> Exercise brief:
Gather each line in the rows below that contains the word "person" and copy it in full. Case counts.

> Extracted records:
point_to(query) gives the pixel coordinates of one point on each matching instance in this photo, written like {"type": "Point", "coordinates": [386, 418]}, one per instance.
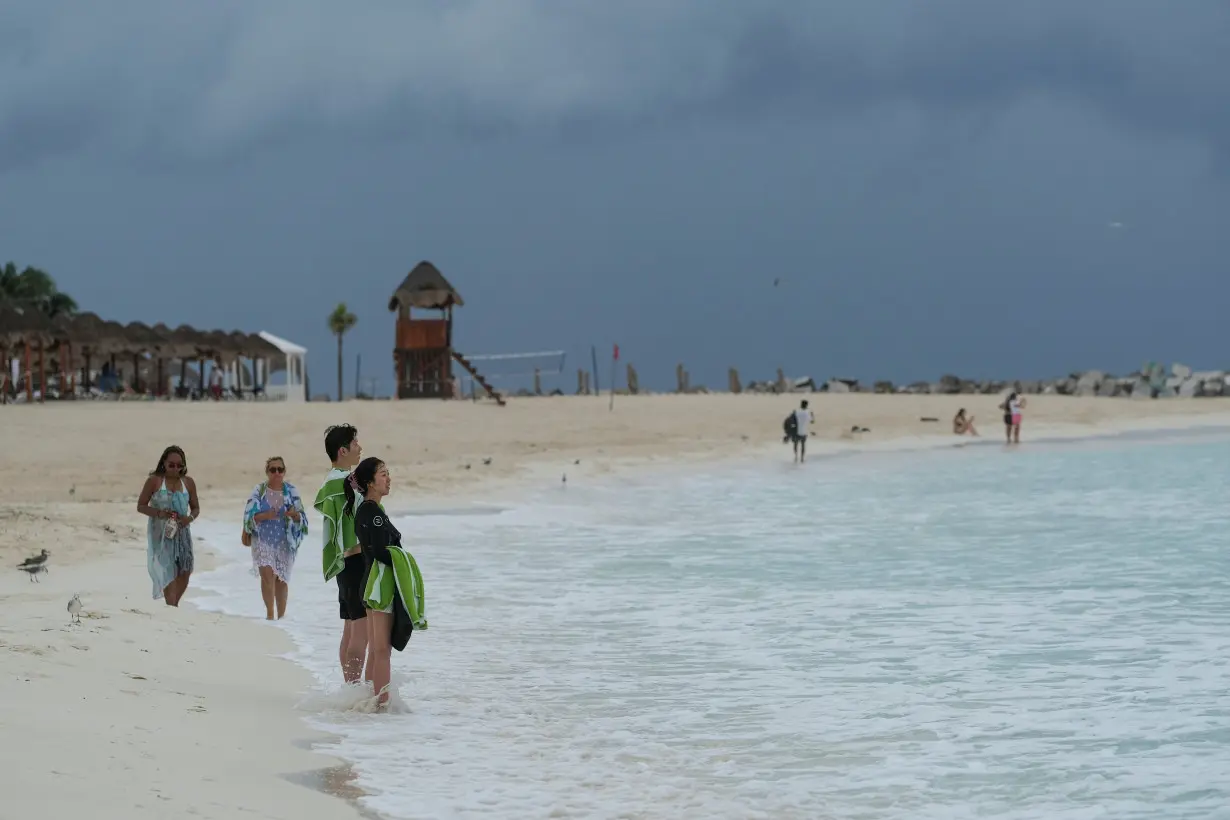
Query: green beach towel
{"type": "Point", "coordinates": [401, 583]}
{"type": "Point", "coordinates": [338, 528]}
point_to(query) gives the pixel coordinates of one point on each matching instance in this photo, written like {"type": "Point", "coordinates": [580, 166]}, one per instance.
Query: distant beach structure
{"type": "Point", "coordinates": [83, 355]}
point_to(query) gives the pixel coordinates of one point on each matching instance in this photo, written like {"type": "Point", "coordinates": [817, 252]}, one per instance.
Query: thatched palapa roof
{"type": "Point", "coordinates": [94, 336]}
{"type": "Point", "coordinates": [426, 287]}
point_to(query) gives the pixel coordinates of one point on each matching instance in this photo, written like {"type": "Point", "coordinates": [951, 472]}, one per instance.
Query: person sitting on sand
{"type": "Point", "coordinates": [394, 588]}
{"type": "Point", "coordinates": [274, 525]}
{"type": "Point", "coordinates": [169, 499]}
{"type": "Point", "coordinates": [963, 424]}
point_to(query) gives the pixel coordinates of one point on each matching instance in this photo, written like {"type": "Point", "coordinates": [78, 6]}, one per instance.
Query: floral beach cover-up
{"type": "Point", "coordinates": [276, 541]}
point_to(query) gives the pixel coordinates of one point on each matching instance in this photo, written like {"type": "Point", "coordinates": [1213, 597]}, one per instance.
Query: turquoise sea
{"type": "Point", "coordinates": [960, 632]}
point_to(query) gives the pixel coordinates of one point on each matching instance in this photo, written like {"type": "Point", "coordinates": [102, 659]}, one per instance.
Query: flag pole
{"type": "Point", "coordinates": [614, 362]}
{"type": "Point", "coordinates": [593, 354]}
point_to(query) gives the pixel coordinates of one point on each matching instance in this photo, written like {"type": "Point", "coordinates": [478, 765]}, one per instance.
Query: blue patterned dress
{"type": "Point", "coordinates": [167, 556]}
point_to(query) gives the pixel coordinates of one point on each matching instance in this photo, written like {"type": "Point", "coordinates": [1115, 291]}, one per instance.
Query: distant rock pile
{"type": "Point", "coordinates": [1151, 381]}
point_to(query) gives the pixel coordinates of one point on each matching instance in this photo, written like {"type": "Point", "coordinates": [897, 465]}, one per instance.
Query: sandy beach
{"type": "Point", "coordinates": [148, 711]}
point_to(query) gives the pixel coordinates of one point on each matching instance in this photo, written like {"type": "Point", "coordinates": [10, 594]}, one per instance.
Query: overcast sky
{"type": "Point", "coordinates": [955, 186]}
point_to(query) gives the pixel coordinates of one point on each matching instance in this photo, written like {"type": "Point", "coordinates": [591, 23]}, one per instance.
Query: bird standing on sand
{"type": "Point", "coordinates": [35, 561]}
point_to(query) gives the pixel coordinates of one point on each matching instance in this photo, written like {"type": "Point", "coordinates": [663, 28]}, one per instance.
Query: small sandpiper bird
{"type": "Point", "coordinates": [35, 561]}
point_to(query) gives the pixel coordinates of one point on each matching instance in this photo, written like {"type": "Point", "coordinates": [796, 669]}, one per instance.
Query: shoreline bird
{"type": "Point", "coordinates": [35, 561]}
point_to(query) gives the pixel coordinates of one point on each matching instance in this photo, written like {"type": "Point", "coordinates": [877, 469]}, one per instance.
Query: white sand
{"type": "Point", "coordinates": [150, 712]}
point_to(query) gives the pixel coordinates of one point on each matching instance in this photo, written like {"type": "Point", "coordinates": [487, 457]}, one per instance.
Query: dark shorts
{"type": "Point", "coordinates": [349, 589]}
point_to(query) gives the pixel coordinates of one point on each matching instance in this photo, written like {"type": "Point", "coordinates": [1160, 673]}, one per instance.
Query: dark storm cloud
{"type": "Point", "coordinates": [208, 79]}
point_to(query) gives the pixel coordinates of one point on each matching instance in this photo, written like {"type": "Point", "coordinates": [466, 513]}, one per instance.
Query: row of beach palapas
{"type": "Point", "coordinates": [84, 355]}
{"type": "Point", "coordinates": [1151, 381]}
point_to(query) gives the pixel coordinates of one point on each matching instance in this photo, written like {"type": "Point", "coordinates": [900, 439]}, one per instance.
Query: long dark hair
{"type": "Point", "coordinates": [160, 470]}
{"type": "Point", "coordinates": [361, 480]}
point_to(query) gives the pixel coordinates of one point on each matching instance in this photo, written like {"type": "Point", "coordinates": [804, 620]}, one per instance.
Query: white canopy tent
{"type": "Point", "coordinates": [295, 365]}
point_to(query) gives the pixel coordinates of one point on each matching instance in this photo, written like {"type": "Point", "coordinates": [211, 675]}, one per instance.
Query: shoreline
{"type": "Point", "coordinates": [69, 486]}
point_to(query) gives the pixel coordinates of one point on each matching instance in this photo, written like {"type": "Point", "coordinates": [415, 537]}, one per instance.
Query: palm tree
{"type": "Point", "coordinates": [340, 322]}
{"type": "Point", "coordinates": [33, 288]}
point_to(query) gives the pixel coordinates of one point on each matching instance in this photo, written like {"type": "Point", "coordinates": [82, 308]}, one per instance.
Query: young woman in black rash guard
{"type": "Point", "coordinates": [376, 534]}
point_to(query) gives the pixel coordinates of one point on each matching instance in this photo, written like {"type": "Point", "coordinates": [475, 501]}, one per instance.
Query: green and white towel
{"type": "Point", "coordinates": [338, 529]}
{"type": "Point", "coordinates": [401, 582]}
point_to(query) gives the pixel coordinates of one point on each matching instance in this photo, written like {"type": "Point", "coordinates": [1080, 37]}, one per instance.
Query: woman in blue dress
{"type": "Point", "coordinates": [274, 525]}
{"type": "Point", "coordinates": [169, 499]}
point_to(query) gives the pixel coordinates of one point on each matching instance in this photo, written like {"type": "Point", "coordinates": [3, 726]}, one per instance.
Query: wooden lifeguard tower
{"type": "Point", "coordinates": [423, 350]}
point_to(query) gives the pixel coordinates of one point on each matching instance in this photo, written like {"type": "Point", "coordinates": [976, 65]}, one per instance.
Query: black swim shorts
{"type": "Point", "coordinates": [349, 588]}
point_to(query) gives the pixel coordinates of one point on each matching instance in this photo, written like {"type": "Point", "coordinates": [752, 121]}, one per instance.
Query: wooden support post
{"type": "Point", "coordinates": [30, 378]}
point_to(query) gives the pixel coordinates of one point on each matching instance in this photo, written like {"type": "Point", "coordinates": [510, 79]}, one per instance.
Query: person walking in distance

> Task result:
Query: person sitting on sand
Query: person walking in distance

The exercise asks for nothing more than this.